### PAGE TEXT

** Start **

Earlier this week, we were tipped a document stating that an alleged Russian spy was recruiting at a “major” NYC university…perhaps Columbia? Inspired by this McSweeney’s column, our top conspiracy theorist describes the double life of a Columbia student turned secret agent.
You begin preparing for your life in the shadows in the second week of your freshmen year, with a trip to the college career center. They advise you include more action words in your resume. After several more sessions, and your constant reassurance that, no, really, you’re not interested in investment banking, sighing, the assigned counselor finds you a shiny pamphlet: YOUR MISSION IF YOU CHOOSE TO ACCEPT IT.
You begin a grueling course load in anticipation of your triple major: Economics, Political Science, and East Asian Languages and Culture. You also plan to finish at least two years of each of the languages recommended by your guidebook: Arabic, Chinese, Farsi, Hebrew, Spanish, and Russian. (So alright, Russian wasn’t actually recommended, but the geopolitical landscape can shift at any moment and it doesn’t hurt to prepare for world of tomorrow. Besides. Bond beats Bourne any day). You could tell your RA was trying not to laugh when you told him, but he doesn’t know you. You were valedictorian of your class and took mostly APs. You know what you’re getting yourself into.
As for your physical preparation, you are trusting that to your practices with the squash team. Your time as a student athlete, you have already begun to realize, will also help prepare you to handle a grueling schedule, competing demands on your loyalty, and a workload invisible to those around you.

** End **

### WRITTEN PROBLEM
According to the piece on the Columbia student turned secret agent, why does the student plan to study Russian even though the guidebook did not recommend it? Answer in one to three sentences. The records that follow the text play no part in this exercise.

### PROVIDED DATA
** Start **

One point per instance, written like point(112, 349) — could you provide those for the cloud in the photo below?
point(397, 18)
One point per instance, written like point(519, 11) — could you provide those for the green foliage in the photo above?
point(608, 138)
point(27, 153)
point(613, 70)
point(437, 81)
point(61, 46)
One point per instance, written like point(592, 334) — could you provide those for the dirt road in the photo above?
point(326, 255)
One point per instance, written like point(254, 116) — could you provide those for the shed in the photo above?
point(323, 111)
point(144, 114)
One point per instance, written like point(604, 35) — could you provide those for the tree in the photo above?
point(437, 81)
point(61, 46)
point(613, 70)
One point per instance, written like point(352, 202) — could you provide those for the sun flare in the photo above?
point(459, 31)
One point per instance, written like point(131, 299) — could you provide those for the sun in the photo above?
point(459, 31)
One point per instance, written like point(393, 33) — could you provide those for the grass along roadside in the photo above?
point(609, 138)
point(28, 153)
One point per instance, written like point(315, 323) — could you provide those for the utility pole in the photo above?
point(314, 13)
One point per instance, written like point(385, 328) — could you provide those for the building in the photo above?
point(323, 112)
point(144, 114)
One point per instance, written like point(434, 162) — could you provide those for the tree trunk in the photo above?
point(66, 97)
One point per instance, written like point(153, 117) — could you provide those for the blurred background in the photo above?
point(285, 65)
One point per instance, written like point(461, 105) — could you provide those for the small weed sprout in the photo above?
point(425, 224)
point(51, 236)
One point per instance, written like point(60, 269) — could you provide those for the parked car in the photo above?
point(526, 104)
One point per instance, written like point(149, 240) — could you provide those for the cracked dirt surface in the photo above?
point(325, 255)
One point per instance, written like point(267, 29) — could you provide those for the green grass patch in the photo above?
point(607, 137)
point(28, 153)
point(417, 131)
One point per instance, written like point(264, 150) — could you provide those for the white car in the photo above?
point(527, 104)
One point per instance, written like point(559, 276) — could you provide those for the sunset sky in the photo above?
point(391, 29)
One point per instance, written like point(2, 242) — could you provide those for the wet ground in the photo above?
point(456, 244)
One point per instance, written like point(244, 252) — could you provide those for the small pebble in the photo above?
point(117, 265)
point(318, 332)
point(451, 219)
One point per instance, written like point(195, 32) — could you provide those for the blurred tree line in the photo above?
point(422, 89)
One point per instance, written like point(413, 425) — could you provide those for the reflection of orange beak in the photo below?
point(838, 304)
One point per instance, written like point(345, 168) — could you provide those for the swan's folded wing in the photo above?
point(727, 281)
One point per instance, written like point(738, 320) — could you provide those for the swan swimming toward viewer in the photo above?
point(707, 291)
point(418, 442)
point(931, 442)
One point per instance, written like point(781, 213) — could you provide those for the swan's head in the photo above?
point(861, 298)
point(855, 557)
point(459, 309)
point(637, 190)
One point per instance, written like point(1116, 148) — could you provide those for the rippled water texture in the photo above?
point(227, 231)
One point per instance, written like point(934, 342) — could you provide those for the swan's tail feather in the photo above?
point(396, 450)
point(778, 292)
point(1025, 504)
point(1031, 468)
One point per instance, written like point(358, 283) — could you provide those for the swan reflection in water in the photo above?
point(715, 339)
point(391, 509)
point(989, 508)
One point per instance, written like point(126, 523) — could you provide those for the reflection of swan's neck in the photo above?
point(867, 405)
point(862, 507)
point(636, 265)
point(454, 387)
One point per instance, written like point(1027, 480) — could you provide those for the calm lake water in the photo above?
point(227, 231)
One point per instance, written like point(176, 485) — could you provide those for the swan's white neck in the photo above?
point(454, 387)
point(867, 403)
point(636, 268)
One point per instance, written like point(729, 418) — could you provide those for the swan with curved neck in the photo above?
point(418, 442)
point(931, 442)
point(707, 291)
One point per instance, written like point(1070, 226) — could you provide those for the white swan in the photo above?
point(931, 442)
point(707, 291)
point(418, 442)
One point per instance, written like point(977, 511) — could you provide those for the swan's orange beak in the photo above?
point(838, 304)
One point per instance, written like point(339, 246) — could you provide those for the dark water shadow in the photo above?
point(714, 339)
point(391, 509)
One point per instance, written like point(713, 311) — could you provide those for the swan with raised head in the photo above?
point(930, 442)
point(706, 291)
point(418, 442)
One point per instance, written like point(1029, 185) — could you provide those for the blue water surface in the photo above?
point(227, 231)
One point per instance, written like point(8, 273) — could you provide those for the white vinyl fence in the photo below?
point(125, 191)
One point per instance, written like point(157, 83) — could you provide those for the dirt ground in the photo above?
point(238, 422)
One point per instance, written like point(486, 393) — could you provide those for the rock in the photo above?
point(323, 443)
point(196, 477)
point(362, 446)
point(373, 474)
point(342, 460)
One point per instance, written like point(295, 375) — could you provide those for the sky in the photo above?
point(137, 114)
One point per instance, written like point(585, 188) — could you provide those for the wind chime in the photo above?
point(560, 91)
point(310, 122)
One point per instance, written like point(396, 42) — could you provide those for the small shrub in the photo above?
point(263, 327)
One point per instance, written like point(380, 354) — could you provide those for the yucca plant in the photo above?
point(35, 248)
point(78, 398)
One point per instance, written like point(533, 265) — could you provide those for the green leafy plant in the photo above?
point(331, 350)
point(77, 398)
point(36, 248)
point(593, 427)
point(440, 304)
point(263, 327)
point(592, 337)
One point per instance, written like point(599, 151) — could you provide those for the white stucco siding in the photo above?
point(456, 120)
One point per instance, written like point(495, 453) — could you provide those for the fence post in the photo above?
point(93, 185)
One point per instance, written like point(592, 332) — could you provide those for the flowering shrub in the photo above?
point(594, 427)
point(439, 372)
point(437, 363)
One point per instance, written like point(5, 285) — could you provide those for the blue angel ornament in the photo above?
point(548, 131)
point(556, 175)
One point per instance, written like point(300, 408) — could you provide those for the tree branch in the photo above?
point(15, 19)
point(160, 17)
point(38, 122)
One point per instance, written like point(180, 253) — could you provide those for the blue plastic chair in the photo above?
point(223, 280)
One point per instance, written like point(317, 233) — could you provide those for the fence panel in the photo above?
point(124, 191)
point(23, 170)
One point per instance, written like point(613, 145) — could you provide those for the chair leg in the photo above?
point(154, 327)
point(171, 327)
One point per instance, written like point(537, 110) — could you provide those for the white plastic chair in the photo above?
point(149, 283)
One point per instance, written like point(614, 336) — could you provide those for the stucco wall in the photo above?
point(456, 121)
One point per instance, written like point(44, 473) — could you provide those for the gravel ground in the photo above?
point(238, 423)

** End **

### SOLVED PROBLEM
The student reasons that the geopolitical landscape can shift at any moment, so it does no harm to prepare for the world of tomorrow. The student adds that Bond beats Bourne any day.